-------- SELECTED PASSAGE

Photo: Tristram Kenton
Sometimes the sheer brio of the writing and performing makes up for the familiarity of the subject; such is the case with Amelia Bullmore's first play, which is an invigorating kitchen comedy about the perils of monogamy. After a bout of semi-abstract, doomladen plays, it is refreshing to find one that has a proximity to recognisable life.
Bullmore starts by showing a harassed mum, Jane, coping with two demanding children; what makes it funny is that the kids are played by stamping, shouting, rampaging adults. Jane's world is blown apart when her husband, Kev, returns from one of his business trips as a building safety inspector to announce that he's smitten with a member of his team. And right in the midst of domestic crisis, in comes Kev's oldest chum, Phil, a bachelor Scot whose relationship with a doolally handbag designer, Lorna, seems to possess the jazzy fervour hard to sustain in a 12-year-old marriage.
We have been here before, but Bullmore refreshes a stock situation by her sharp eye and ear for the oddities of human behaviour. Jane is not just a boxed-in mum but a woman driven to hit her kids out of desperation. Lorna is a beautifully observed study in glamorous narcissism who, in describing an unrequited love affair, announces, "I lived off apples for a year." And the kids, forever asking embarrassing questions about mortality and hairy fannies, are hilariously inquisitive.
The play suffers from a clumsily contrived ending but Bullmore writes with clinical accuracy about the conflict between marriage and our mammalian urges. And, having just directed Laura Wade's stylised study of confinement in Breathing Corpses, Anna Mackmin here shows she's equally at home with domestic realism. She even retains from the previous show Niamh Cusack, whose Jane has a devastated anguish that cuts through the comedy.
Nancy Carroll wittily plays Lorna like a sexy Anglepoise lamp, while Daniel Ryan as the errant Kev and Mark Bonnar as the free-floating Phil are very good as the floundering males. But it is Helena Lymbery and Jane Hazlegrove who all but steal the show as the two kids who want kisses and cuddles on demand but regard the house as their territory in which the adults just happen to live. As a report from the front line of the domestic battleground, Bullmore's play bulges with promise.

----------------
-------- DATA PROVIDED

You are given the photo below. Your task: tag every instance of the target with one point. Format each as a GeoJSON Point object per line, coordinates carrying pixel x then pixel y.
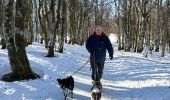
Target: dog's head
{"type": "Point", "coordinates": [61, 83]}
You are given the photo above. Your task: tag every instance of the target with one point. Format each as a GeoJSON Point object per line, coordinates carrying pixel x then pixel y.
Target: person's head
{"type": "Point", "coordinates": [99, 30]}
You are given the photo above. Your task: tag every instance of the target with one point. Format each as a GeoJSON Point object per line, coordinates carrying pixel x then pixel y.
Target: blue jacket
{"type": "Point", "coordinates": [99, 44]}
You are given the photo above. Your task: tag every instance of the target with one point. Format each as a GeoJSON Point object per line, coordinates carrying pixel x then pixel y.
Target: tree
{"type": "Point", "coordinates": [16, 42]}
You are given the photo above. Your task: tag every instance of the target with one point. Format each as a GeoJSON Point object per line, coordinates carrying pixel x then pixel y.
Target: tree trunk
{"type": "Point", "coordinates": [16, 44]}
{"type": "Point", "coordinates": [63, 27]}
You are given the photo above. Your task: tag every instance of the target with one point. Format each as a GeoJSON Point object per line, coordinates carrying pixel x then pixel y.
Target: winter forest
{"type": "Point", "coordinates": [45, 40]}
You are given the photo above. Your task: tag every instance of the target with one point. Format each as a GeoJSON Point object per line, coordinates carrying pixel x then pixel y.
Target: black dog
{"type": "Point", "coordinates": [67, 85]}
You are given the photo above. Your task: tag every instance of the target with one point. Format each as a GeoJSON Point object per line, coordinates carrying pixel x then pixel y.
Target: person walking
{"type": "Point", "coordinates": [97, 44]}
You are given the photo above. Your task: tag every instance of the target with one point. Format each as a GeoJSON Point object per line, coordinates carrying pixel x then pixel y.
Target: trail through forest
{"type": "Point", "coordinates": [129, 76]}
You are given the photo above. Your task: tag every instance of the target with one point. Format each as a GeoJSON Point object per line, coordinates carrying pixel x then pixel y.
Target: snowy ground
{"type": "Point", "coordinates": [129, 76]}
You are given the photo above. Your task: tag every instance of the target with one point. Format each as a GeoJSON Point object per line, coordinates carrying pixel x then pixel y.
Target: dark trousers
{"type": "Point", "coordinates": [97, 70]}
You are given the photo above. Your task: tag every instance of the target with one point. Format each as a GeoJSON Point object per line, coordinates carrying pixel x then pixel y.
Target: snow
{"type": "Point", "coordinates": [129, 76]}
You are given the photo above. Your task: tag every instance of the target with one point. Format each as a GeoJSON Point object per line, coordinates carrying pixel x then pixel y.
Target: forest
{"type": "Point", "coordinates": [140, 26]}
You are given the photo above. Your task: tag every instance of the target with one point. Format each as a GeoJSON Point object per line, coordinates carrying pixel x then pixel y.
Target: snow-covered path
{"type": "Point", "coordinates": [129, 76]}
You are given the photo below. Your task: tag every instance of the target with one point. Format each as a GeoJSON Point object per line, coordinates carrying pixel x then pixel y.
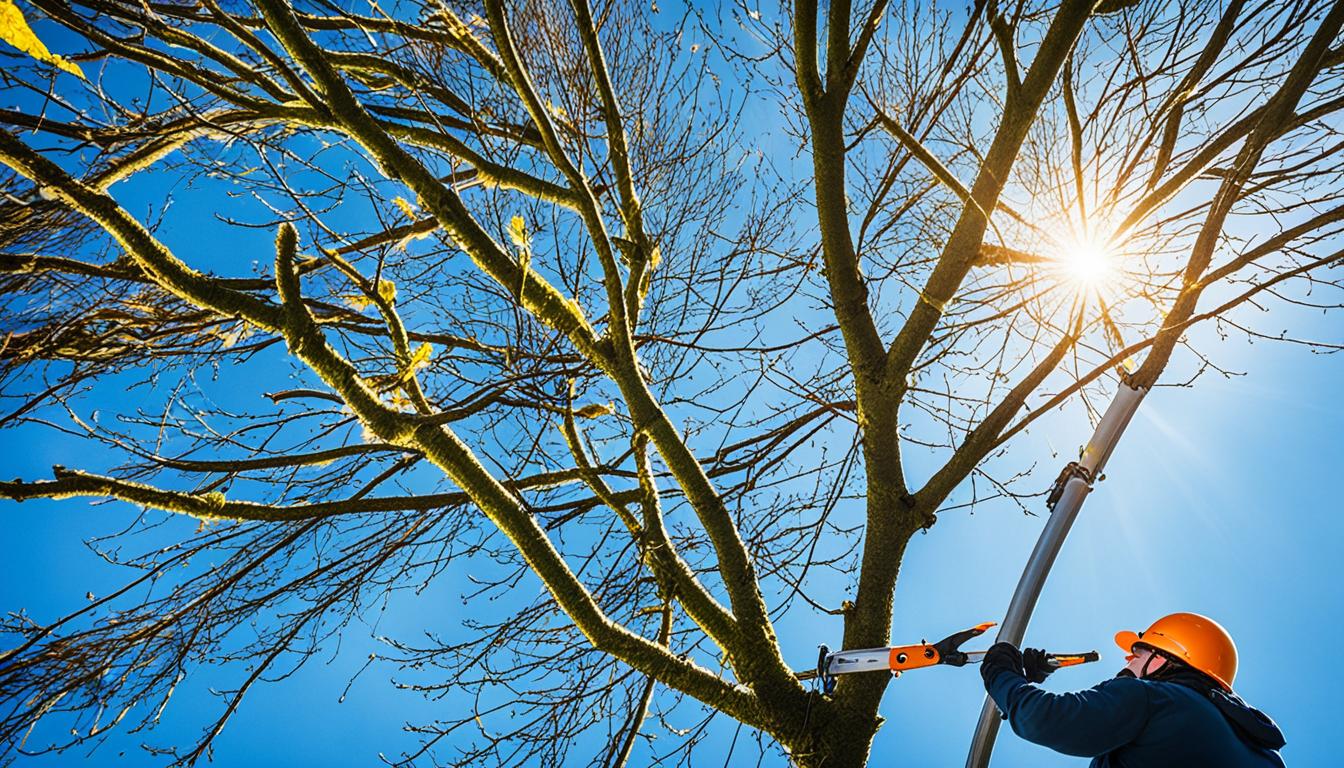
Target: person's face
{"type": "Point", "coordinates": [1144, 662]}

----------------

_WORK TASK 1_
Answer these questions from the review:
(a) What is Kev's occupation?
(b) Who directed the production?
(c) Which two actors play the children?
_WORK TASK 2_
Recast the paragraph of the review beginning "We have been here before" as a bulleted list that keeps its main points.
_WORK TASK 3_
Return the text of the review verbatim, starting at "Photo: Tristram Kenton" and ending at "to recognisable life.".
Rely solely on the review when responding.

_REPLY 1_
(a) He is a building safety inspector.
(b) Anna Mackmin.
(c) Helena Lymbery and Jane Hazlegrove.

_REPLY 2_
- Bullmore refreshes a familiar, stock situation with a sharp eye and ear for odd human behavior.
- Jane is more than a boxed-in mother; desperation drives her to hit her children.
- Lorna is a finely observed study in glamorous narcissism who says of an unrequited love affair, "I lived off apples for a year."
- The children keep asking embarrassing questions about mortality and hairy fannies, and their curiosity is hilarious.

_REPLY 3_
Photo: Tristram Kenton
Sometimes the sheer brio of the writing and performing makes up for the familiarity of the subject; such is the case with Amelia Bullmore's first play, which is an invigorating kitchen comedy about the perils of monogamy. After a bout of semi-abstract, doomladen plays, it is refreshing to find one that has a proximity to recognisable life.